December 31, 2014 and 2013
 
 
Inventory
 
Inventory consists of set-top boxes and parts for set-top boxes.  Inventories are recorded at the lower of cost and net realizable value. Cost is accounted for on a first-in, first-out basis. The Company evaluates its ending inventories for estimated excess quantities and obsolescence. This evaluation includes analyses of sales levels and projections of future demand within specific time horizons. Inventories in excess of future demand are reserved. In addition, the Company assesses the impact of changing technology and market conditions on its inventory-on-hand and writes off inventories that are considered obsolete.
 
Property, plant and equipment
 
Property, plant and equipment are carried at cost less accumulated depreciation. Expenditures for maintenance and repairs are expensed currently, while renewals and betterments that materially extend the life of an asset are capitalized. The cost of assets sold, retired or otherwise disposed of, and the related allowance for depreciation, are eliminated from the accounts, and any resulting gain or loss is recognized.
 
Depreciation is provided using the straight-line method over the estimated useful lives of the assets, which are as follows:
 
Computer hardware
5 years
Computer software
3 years
Furniture and fixtures
7 years
Vehicles
5 years
Leasehold improvements
Shorter of useful life and lease term
 
The Company reviews the carrying value of property, plant and equipment for impairment whenever events and circumstances indicate that the carrying value of an asset may not be recoverable from the estimated future cash flows expected to result from its use and eventual disposition. If these future undiscounted cash flows are less than the carrying value of the asset, then the carrying amount of the asset is written down to its fair value, based on the related estimated discounted future cash flows. The factors considered by management in performing this assessment include current operating results, trends and prospects, the manner in which the property, plant and equipment are used and the effects of obsolescence, demand, competition and other economic factors. Based on this assessment, no impairment was recorded for the years ended December 31, 2014 and 2013.

------------------------------------------------------------------------

#### Work instructions
- A) Answer these questions from the accounting note:
(i) What does the inventory consist of?
(ii) Over how many years are furniture and fixtures depreciated?
(iii) How much impairment was recorded for the years ended December 31, 2014 and 2013?
- B) Repeat word for word the part of the accounting note that begins at the words "The Company reviews" and stops after "2014 and 2013.".
- C) Name every asset category that the accounting note gives an estimated useful life for.

Pointing dataset records
------------------------------------------------------------------------

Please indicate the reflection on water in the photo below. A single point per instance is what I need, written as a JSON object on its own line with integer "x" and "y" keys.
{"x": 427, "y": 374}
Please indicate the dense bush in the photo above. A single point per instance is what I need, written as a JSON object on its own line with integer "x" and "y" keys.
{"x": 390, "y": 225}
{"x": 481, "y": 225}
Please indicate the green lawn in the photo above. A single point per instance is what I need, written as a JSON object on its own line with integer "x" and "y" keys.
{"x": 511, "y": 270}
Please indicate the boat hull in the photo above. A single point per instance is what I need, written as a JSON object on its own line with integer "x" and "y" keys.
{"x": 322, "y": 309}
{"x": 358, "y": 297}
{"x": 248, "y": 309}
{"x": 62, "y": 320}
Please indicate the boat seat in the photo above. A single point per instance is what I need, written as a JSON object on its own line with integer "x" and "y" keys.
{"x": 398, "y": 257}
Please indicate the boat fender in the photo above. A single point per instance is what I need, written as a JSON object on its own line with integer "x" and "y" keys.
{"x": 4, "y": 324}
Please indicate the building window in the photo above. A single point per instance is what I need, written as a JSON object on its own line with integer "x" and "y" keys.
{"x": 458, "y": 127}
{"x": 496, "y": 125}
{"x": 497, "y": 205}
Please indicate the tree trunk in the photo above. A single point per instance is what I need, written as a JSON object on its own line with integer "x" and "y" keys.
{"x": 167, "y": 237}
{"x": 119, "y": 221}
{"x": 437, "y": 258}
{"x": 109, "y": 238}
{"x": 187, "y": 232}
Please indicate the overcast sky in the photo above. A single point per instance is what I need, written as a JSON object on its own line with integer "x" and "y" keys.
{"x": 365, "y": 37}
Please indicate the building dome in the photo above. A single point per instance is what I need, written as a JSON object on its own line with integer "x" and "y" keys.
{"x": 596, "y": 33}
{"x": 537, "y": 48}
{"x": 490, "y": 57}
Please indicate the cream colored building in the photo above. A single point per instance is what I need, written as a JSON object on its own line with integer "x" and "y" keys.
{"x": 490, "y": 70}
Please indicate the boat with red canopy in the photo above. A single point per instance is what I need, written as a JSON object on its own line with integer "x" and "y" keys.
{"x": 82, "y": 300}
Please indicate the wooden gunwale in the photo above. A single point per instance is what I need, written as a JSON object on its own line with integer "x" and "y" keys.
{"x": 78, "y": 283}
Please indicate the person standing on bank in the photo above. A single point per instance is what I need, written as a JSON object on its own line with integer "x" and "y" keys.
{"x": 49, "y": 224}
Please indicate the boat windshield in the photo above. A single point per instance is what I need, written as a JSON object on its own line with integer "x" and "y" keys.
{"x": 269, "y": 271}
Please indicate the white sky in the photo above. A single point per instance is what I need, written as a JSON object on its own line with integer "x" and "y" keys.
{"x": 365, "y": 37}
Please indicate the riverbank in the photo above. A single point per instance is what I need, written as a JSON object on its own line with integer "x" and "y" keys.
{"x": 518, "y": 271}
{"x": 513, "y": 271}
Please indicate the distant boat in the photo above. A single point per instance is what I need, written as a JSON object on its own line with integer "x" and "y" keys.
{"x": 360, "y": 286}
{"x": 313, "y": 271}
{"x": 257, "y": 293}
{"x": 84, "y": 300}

------------------------------------------------------------------------

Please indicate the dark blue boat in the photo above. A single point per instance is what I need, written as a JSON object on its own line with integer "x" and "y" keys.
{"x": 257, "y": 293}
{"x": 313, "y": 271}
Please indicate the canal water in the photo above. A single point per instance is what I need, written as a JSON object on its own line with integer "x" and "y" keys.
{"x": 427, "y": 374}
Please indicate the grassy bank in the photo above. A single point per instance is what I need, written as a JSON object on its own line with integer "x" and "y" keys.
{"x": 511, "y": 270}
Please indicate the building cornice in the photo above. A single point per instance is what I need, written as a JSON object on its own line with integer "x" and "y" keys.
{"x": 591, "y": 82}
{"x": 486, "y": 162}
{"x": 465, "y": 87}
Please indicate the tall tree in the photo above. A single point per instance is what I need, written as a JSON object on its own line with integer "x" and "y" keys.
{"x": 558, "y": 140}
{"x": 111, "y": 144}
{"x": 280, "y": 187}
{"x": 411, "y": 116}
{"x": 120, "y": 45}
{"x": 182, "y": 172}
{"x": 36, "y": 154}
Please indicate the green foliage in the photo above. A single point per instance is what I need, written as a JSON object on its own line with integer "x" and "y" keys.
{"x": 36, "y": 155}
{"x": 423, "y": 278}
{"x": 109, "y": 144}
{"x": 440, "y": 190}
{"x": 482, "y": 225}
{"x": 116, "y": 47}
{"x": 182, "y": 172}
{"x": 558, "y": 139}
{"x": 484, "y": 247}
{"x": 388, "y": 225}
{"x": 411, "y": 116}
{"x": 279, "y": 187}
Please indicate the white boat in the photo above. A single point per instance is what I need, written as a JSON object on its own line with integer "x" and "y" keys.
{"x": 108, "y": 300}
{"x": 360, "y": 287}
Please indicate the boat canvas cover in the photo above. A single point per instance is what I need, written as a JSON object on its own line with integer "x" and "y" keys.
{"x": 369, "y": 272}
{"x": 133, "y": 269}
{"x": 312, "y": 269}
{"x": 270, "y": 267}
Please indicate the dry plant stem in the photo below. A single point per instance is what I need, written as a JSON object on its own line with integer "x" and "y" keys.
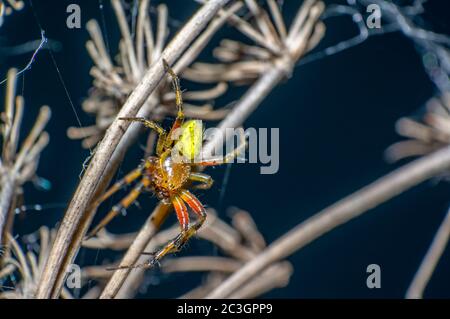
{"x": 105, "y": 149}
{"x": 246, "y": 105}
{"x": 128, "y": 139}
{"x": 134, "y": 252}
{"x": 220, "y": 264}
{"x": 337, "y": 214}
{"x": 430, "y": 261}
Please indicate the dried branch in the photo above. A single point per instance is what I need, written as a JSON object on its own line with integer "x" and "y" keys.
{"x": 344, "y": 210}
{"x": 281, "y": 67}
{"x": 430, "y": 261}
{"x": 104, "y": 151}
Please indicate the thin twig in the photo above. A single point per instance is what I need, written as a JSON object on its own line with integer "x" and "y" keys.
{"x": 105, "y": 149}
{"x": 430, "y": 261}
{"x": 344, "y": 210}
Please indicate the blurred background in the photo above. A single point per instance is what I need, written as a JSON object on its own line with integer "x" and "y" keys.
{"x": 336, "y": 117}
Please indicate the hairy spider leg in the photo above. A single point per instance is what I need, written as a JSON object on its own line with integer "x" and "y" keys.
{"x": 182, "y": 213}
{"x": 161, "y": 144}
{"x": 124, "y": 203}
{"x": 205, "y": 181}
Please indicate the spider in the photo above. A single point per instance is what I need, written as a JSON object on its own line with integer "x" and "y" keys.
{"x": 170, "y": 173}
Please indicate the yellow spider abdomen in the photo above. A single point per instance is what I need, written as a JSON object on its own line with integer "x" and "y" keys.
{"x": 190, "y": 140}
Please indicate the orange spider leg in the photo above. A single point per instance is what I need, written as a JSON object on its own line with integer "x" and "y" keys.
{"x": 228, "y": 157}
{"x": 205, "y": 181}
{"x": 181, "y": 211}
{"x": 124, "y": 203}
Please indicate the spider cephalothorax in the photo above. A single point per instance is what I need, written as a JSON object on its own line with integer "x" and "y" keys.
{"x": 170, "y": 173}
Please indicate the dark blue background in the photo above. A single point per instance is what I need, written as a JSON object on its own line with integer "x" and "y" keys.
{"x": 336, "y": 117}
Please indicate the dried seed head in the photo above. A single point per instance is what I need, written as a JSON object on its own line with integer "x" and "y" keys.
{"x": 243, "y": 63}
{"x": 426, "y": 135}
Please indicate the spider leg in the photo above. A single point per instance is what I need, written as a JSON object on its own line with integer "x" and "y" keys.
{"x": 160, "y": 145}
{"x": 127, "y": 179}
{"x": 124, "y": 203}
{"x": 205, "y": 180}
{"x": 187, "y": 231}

------------------------------------------------------------------------

#### Worked answers
- A)
(i) Set-top boxes and parts for set-top boxes.
(ii) 7 years.
(iii) None.

- B)
The Company reviews the carrying value of property, plant and equipment for impairment whenever events and circumstances indicate that the carrying value of an asset may not be recoverable from the estimated future cash flows expected to result from its use and eventual disposition. If these future undiscounted cash flows are less than the carrying value of the asset, then the carrying amount of the asset is written down to its fair value, based on the related estimated discounted future cash flows. The factors considered by management in performing this assessment include current operating results, trends and prospects, the manner in which the property, plant and equipment are used and the effects of obsolescence, demand, competition and other economic factors. Based on this assessment, no impairment was recorded for the years ended December 31, 2014 and 2013.

- C)
Computer hardware
Computer software
Furniture and fixtures
Vehicles
Leasehold improvements